* Tasks and exercises *
A – Answer these questions using the Labour Force Survey preview:
(i) At what time is Australia's December Labour Force Survey due?
(ii) By how much did employment increase in November?
(iii) To what level did the total underutilisation rate decline, and since when is that its lowest?
B – Summarize the Labour Force Survey preview in two sentences.
C – Pick up the Labour Force Survey preview after its final sentence and continue writing it.

* Source passage *
------------------------------------

Independent Australian and global macro analysis

Wednesday, January 18, 2023

Preview: Labour Force Survey — December

Australia's Labour Force Survey for December is due at 11:30am (AEDT) today. Renewed strength in employment over recent months has seen the unemployment rate fall to and maintain new cycle lows at 3.4% alongside a return in the participation rate to record highs. This momentum is expected to have continued into the turn of the year.   

As it stands | Labour Force Survey

Employment increased by 64k in November, well above the topside of the range estimates and its strongest rise in 5 months. Both full-time (34.2k) and part-time employment (29.8k) contributed to the headline increase. Following the 2021 Census, the ABS updated its population estimates used for the Labour Force Survey. That process led to a significant upward revision to employment of 87.5k between July 2021 and October 2022. This boosted the rise in employment over the past year to 553.7k (4.2%), and to 781.6k (6%) above pre-pandemic levels.     


The unemployment rate held at its half-century low of 3.4%. Broader measures of labour force spare capacity tightened further; the underemployment rate came in from 6% to 5.8% and the total underutilisation rate declined from 9.4% to 9.3%, its lowest since 1982. 


Hours worked softened slightly in November (-0.4%) coming on the back of a sharp acceleration in October (2.4%). Seasonal and Covid-related factors have led to a volatile profile for monthly hours in 2022, but the level has risen sharply over the year (5.4%) and on a pre-pandemic comparison (7.6%), with these increases also revised higher from previous reports.

------------------------------------

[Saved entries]

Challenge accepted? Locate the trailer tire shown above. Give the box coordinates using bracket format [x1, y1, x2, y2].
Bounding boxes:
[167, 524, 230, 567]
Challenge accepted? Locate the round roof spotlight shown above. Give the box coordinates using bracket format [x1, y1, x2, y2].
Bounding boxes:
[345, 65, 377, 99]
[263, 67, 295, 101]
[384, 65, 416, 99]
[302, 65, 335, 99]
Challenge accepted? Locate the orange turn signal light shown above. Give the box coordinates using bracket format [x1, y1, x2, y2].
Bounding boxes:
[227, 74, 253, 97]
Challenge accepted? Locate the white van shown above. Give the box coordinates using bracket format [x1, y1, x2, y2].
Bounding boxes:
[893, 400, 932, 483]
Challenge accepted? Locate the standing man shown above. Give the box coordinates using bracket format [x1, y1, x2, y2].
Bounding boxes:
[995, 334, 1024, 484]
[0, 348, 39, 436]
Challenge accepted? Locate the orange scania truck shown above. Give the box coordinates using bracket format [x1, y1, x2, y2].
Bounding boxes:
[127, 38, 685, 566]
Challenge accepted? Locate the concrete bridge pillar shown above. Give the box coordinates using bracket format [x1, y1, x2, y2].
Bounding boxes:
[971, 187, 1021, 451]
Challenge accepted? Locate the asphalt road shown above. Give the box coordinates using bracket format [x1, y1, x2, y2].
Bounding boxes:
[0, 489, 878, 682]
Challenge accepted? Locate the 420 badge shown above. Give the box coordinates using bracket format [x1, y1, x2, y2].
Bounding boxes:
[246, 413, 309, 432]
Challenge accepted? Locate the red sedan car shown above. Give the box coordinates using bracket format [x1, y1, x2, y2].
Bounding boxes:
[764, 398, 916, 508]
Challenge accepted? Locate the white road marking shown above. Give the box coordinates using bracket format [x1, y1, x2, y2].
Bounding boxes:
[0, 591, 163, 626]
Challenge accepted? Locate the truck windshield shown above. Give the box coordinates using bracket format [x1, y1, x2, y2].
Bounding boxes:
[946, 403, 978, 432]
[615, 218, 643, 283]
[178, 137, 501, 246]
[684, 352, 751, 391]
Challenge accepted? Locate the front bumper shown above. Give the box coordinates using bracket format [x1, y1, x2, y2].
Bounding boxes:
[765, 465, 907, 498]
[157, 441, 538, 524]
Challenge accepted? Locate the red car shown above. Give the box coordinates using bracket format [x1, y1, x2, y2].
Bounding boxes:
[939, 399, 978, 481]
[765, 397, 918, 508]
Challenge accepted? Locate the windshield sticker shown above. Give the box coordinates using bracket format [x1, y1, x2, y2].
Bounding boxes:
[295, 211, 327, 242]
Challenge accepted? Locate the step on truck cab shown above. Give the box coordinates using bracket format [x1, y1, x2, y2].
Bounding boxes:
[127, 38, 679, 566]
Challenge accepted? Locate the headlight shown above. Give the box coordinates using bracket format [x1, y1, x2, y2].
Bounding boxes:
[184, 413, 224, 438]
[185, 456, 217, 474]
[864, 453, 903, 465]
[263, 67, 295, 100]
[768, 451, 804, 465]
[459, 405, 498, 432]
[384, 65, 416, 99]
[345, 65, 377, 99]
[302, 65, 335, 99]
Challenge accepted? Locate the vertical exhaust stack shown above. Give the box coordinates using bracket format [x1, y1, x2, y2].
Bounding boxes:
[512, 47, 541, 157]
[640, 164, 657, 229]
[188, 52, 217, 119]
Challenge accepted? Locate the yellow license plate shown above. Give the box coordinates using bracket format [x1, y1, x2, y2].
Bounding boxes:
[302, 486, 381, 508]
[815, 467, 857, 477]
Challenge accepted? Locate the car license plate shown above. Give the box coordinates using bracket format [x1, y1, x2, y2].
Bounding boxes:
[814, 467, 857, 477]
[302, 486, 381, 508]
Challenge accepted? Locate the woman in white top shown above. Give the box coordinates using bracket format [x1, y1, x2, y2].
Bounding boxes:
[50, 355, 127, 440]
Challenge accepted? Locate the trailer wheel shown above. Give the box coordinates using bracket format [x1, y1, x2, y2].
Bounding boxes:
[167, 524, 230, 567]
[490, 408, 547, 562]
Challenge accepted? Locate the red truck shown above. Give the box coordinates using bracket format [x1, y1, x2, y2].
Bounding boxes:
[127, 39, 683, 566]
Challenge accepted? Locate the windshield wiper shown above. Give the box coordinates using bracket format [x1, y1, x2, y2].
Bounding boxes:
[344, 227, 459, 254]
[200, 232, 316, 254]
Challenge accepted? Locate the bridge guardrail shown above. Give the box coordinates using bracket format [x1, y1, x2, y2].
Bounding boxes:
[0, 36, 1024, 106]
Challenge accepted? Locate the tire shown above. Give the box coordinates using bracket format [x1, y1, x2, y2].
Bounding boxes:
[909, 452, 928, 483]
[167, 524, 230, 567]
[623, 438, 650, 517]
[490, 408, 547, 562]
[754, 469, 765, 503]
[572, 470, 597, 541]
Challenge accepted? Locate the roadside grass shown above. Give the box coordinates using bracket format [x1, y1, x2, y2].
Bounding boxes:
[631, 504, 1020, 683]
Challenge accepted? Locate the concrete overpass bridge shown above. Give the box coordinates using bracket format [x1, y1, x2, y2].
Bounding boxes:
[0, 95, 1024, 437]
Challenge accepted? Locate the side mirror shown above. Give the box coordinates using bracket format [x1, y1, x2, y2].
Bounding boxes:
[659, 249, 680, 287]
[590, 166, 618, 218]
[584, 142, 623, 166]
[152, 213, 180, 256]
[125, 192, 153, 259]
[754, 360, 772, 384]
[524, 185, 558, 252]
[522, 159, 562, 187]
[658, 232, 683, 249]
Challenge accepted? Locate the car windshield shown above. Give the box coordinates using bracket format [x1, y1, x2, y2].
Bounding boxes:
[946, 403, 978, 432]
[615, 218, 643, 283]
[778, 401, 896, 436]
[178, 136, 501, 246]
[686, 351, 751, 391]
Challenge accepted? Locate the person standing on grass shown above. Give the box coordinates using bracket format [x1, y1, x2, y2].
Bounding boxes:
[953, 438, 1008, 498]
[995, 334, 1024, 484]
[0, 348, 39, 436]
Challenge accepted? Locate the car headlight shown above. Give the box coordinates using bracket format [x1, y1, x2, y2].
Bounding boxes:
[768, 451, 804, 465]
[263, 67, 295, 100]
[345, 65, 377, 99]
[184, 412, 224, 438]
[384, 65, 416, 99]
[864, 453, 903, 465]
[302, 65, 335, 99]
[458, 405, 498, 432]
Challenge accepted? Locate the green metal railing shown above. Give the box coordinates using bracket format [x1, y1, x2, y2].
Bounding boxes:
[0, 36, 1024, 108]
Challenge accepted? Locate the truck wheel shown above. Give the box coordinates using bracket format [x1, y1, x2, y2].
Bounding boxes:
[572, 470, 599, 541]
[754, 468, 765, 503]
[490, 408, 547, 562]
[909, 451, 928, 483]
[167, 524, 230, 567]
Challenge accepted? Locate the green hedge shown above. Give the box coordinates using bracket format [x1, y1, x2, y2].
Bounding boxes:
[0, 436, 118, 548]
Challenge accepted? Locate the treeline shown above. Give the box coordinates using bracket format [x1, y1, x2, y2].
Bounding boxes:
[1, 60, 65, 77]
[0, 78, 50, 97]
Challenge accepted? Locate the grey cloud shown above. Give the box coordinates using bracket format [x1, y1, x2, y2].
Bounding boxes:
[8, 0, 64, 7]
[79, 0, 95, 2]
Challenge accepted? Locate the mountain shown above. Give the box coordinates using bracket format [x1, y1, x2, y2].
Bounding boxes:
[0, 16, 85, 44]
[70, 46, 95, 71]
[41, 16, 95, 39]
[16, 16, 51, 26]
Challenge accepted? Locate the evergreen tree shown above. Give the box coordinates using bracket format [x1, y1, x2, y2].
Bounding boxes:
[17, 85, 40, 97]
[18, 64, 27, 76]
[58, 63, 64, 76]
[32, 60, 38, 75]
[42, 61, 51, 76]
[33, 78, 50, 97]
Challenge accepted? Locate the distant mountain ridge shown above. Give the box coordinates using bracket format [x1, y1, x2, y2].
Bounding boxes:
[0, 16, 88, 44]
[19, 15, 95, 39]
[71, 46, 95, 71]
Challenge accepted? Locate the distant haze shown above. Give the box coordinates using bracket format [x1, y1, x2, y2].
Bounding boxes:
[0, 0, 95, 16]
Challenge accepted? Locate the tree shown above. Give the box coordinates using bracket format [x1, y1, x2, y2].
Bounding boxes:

------------------------------------

* Responses per task *
A –
(i) 11:30am (AEDT).
(ii) By 64k.
(iii) It declined to 9.3%, its lowest since 1982.

B – Australia's December Labour Force Survey is due at 11:30am (AEDT), and recent employment strength has kept the unemployment rate at a cycle low of 3.4% while the participation rate has returned to record highs. In November employment rose by 64k, broader measures of spare capacity tightened further, and hours worked eased 0.4% after a sharp 2.4% rise in October.

C –
The participation rate moved back up to a record high at 66.8% (from 66.6%), matching the level from June. Growth in the working-age population has accelerated (2%yr) boosted by the effect of the reopening of the international border on net overseas migration. 


Market expectations | Labour Force Survey

Employment on the median estimate is forecast to moderate to a 22.5k increase for the month. That is anticipated to hold the unemployment rate at 3.4%, based on an unchanged participation rate at 66.8%. 

What to watch | Labour Force Survey

Employment has surprised well to the upside of expectations in the past two reports, while the upward revisions made to prior months confirm the underlying momentum was stronger than earlier reported. The consensus figure for today's report is a relatively modest 22.5k and given the current trends, there looks to be scope for another upside result today. Measures of job advertisements and vacancies have come off their peaks but remain very elevated consistent with robust labour demand.